**Избранный фрагмент**
++++

Художественное зрение Казакова всегда предполагало эту возможность взгляда на человека из запредельных, космических пространств, равно как из глубины времен. Писатель был наделен тем особенным слухом, что способен улавливать «нездешние», «неземные» звуки. Сквозь линзу его мировосприятия сама бессмертная природа смотрела на человека своим проницательным оком.

Казаков и жил среди нас «как представитель рощ, водоемов, неба, – замечал А. Вознесенский, – как тяжело дышащий кусок тишины, как напоминание о подлинном темном и вечном, что есть в нас – людях, как в ветвях, рассветах и волчьей шкуре. Большинство писателей описывают природу, глядя на нее – на ольху, затоны, просеки – глазами сегодняшнего человека. Казаков же глядит на сегодняшнего человека глазами леса, вепря, дворняги, глядит с нежностью, сокрушенным сожалением и родством». В этом будто опрокинутом взгляде на человека, взгляде из природы, в этом чувстве, так сказать, «обратного» родства – существенная черта казаковского миропонимания.

Герои рассказа «Плачу и рыдаю» делают каждый свои, далеко неравнозначные выводы из той ситуации, которую предложил им автор.

++++

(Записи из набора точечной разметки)
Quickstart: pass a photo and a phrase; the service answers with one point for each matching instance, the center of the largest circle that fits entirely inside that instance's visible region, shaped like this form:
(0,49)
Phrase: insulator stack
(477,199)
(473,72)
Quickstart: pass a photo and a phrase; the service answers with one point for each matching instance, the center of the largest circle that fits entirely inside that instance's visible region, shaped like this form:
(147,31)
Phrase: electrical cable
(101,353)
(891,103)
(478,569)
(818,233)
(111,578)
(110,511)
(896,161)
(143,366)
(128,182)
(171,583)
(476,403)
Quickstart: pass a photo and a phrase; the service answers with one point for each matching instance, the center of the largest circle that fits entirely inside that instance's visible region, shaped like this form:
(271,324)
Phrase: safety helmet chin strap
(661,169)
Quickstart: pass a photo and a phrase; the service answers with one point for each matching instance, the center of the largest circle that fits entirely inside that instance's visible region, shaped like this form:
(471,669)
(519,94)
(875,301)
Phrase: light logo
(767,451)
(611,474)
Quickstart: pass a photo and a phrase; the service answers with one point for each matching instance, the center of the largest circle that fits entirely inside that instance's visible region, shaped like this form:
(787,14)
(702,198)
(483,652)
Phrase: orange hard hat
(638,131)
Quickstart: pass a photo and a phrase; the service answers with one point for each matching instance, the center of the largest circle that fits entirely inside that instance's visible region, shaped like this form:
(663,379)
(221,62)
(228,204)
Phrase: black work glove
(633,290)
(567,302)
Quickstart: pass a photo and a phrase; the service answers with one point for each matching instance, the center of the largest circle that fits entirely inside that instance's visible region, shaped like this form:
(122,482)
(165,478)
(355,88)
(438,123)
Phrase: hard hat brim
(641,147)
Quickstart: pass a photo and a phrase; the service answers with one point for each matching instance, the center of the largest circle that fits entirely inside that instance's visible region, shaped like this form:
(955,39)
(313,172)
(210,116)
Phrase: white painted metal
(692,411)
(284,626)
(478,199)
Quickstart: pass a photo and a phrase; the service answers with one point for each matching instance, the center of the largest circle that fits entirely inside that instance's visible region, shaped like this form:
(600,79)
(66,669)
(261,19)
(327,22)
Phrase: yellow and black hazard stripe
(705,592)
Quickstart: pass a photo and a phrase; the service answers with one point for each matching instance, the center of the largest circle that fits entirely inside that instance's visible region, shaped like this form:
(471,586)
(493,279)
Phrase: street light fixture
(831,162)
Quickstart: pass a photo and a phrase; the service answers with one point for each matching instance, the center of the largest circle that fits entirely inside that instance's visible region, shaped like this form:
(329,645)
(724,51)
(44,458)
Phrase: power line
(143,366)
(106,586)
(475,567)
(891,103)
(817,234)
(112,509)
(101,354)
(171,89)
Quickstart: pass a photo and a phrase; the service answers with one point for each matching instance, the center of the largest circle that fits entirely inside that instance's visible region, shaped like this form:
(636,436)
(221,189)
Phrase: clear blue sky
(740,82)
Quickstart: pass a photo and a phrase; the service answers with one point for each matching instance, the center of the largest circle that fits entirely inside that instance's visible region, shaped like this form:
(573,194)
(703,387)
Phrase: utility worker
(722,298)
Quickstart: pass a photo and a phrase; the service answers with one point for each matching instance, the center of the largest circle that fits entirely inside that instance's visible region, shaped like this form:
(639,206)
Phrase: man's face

++++

Чьими глазами, по словам А. Вознесенского во фрагменте о Казакове, Казаков глядит на сегодняшнего человека?

Глазами леса, вепря, дворняги.